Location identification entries
------------

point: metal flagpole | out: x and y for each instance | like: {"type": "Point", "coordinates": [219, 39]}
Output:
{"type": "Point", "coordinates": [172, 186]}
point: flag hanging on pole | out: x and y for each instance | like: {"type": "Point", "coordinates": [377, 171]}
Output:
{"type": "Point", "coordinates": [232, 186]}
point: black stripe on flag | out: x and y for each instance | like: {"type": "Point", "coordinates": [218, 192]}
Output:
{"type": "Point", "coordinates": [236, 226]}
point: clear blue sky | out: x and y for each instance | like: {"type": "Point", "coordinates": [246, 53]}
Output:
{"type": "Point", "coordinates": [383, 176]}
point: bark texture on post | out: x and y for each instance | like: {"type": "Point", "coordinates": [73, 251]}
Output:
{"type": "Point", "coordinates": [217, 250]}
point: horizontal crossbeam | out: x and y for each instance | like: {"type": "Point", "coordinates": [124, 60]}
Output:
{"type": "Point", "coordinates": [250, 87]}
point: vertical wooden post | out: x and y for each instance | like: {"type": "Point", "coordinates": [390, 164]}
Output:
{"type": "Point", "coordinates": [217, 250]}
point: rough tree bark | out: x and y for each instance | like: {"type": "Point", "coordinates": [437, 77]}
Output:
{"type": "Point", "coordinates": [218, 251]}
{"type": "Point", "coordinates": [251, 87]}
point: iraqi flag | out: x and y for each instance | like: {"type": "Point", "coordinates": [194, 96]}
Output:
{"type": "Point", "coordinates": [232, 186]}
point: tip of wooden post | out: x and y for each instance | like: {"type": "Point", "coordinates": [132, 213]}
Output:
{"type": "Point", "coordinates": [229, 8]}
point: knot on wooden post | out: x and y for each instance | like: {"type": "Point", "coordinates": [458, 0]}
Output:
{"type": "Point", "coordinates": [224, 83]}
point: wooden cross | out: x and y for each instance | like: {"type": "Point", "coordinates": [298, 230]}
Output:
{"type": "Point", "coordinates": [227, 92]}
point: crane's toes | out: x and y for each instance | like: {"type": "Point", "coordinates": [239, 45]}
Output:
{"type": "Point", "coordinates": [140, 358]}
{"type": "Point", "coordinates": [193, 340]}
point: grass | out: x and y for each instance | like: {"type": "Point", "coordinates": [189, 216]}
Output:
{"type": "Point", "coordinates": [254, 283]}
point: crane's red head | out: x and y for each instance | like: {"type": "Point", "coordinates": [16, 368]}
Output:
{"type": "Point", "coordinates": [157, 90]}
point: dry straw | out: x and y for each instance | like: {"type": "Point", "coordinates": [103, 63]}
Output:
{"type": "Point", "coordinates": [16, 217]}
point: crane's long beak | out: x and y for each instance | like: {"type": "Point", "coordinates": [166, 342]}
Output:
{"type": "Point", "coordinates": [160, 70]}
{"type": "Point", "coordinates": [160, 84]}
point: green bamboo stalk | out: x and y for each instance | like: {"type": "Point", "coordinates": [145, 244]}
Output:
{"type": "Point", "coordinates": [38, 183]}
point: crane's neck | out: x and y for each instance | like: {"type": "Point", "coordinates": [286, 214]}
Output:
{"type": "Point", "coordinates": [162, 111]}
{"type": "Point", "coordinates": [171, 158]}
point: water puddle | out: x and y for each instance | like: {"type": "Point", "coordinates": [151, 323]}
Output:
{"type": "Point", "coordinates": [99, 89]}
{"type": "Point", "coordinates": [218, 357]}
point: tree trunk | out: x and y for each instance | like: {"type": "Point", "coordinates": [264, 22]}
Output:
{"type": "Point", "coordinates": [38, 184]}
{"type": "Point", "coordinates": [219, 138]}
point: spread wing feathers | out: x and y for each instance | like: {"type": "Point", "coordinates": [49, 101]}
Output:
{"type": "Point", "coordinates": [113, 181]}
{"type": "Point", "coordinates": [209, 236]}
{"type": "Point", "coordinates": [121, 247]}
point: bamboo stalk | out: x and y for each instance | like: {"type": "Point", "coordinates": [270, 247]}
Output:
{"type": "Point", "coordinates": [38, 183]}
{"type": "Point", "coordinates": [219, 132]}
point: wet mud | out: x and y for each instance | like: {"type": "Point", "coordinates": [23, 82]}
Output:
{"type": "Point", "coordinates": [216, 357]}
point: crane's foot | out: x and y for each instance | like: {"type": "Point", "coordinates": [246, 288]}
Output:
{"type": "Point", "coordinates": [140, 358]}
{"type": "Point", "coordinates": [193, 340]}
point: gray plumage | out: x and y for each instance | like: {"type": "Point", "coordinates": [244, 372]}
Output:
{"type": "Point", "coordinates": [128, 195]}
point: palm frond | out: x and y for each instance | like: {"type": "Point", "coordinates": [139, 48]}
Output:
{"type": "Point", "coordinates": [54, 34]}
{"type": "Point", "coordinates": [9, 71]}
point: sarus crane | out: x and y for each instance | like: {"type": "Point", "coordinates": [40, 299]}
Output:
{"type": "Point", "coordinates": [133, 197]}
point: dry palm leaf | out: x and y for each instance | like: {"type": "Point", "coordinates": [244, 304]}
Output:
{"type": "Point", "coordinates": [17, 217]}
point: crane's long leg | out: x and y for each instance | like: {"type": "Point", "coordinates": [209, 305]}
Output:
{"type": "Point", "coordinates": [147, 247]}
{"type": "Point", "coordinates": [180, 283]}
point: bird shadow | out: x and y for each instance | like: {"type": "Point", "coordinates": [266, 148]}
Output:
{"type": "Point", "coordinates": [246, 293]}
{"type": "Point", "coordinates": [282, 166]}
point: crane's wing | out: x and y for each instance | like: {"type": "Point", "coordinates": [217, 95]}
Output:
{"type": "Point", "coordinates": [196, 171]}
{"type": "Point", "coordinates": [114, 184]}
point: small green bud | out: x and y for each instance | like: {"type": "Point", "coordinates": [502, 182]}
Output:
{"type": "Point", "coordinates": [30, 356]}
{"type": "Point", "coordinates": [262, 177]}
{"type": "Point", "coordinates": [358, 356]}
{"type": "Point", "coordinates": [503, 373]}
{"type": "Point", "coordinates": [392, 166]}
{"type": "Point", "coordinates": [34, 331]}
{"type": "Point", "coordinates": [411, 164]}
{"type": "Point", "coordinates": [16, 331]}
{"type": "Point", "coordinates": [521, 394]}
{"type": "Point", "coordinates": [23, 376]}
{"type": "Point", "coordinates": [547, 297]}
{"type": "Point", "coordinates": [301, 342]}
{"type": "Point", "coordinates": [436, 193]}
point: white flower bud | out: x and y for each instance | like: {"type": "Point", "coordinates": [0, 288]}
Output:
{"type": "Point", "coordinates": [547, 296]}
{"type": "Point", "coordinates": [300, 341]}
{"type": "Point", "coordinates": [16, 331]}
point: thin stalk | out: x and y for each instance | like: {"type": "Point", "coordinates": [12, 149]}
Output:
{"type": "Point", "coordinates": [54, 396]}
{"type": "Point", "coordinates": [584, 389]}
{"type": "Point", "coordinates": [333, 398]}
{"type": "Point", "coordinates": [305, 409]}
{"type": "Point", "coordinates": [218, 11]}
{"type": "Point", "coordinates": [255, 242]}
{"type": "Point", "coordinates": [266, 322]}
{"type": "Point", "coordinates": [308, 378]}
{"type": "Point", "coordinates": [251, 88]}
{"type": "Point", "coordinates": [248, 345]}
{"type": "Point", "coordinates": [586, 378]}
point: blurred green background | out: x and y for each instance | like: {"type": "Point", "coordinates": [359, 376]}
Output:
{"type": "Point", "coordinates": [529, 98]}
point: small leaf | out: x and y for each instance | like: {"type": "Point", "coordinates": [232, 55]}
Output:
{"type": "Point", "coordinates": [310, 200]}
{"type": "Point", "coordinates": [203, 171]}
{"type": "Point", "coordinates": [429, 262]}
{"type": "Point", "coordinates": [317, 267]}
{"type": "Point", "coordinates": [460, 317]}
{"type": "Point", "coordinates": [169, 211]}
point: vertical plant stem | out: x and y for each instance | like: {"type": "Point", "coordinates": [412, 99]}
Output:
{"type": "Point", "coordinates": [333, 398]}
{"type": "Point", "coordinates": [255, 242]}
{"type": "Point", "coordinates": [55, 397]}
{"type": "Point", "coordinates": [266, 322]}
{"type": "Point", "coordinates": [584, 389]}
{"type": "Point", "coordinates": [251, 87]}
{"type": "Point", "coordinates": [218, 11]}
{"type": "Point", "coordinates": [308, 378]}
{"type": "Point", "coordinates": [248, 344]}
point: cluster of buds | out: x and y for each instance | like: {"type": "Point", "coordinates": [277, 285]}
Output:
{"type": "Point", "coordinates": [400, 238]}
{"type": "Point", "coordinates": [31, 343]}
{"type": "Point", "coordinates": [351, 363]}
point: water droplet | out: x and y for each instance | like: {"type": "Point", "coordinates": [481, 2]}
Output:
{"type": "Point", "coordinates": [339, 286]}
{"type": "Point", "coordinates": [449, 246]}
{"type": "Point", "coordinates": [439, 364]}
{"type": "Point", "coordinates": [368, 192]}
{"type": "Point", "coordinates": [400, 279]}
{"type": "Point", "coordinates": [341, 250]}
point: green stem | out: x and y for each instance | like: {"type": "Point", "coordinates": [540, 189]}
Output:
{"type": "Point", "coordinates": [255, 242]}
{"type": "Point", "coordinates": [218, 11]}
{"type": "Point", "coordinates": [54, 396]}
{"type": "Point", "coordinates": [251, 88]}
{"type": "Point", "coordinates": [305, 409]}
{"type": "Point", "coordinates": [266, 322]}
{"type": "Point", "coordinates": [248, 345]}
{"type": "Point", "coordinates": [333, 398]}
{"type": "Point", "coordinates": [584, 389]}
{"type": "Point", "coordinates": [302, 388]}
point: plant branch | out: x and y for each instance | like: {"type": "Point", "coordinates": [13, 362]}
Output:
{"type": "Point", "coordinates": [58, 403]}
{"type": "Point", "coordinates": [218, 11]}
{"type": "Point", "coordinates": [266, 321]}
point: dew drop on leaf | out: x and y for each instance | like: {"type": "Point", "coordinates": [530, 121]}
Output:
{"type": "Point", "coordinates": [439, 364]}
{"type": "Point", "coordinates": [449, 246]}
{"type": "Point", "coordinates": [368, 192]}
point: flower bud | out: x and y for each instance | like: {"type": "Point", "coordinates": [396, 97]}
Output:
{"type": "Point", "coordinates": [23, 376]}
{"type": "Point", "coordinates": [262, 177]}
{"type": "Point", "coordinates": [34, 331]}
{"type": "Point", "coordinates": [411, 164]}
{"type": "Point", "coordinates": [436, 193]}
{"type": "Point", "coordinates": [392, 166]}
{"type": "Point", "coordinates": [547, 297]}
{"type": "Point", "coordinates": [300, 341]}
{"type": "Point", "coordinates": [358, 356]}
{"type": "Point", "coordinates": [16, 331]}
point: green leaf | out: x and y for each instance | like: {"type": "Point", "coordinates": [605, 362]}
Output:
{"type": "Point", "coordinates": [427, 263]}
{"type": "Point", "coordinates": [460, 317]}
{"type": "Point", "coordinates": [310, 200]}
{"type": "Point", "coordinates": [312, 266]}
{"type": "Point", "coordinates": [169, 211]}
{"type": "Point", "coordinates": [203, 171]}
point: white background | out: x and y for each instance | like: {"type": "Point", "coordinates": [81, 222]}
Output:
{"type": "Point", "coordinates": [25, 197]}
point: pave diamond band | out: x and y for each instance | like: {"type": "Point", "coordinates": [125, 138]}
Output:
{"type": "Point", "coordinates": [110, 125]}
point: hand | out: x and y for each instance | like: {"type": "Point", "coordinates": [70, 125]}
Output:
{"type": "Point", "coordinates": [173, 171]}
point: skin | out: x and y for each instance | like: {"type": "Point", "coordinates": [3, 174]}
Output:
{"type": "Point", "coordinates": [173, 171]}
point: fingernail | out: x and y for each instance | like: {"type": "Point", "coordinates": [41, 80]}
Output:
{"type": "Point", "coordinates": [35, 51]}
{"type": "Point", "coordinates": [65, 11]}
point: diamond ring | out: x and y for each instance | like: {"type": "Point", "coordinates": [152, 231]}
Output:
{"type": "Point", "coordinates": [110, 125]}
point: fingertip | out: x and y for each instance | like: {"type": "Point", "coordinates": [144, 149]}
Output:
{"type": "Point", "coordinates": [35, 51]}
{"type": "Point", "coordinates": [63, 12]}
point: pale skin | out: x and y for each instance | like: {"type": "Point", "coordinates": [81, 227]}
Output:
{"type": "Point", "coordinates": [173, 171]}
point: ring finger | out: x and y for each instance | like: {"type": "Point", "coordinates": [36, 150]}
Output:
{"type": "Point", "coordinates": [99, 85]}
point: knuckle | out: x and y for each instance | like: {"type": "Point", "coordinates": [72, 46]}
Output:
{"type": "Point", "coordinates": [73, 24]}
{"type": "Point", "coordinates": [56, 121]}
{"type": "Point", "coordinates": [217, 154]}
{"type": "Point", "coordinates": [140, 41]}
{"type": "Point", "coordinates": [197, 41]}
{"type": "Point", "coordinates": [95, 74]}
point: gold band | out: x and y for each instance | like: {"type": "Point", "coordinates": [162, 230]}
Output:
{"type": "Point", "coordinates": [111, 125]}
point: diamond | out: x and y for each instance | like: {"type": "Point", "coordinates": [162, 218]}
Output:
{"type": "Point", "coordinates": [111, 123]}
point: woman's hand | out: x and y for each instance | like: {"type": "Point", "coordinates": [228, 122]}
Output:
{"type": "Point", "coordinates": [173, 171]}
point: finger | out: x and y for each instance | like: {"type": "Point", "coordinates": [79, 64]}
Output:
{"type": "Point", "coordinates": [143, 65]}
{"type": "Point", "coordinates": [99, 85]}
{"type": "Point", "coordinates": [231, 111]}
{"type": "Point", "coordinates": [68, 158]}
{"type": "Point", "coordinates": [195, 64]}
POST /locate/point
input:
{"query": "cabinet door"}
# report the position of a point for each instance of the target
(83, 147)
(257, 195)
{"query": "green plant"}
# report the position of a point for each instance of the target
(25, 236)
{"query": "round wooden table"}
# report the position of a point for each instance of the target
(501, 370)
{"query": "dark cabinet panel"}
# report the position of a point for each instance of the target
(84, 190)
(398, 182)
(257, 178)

------------

▶ **Required work**
Exactly reproduce the lines that run from the line with "POST /locate/point" through the last line of the records, inclusive.

▶ **Answer to this exercise**
POST /locate/point
input:
{"query": "cabinet door"}
# report the position of a point for each instance of the target
(83, 147)
(257, 195)
{"query": "green plant"}
# report the position of a point for each instance of the target
(25, 236)
{"query": "round wooden table"}
# report the position of a point for each instance of the target
(501, 370)
{"query": "dark cabinet panel"}
# report the position of a point for each instance of the target
(84, 190)
(398, 182)
(257, 178)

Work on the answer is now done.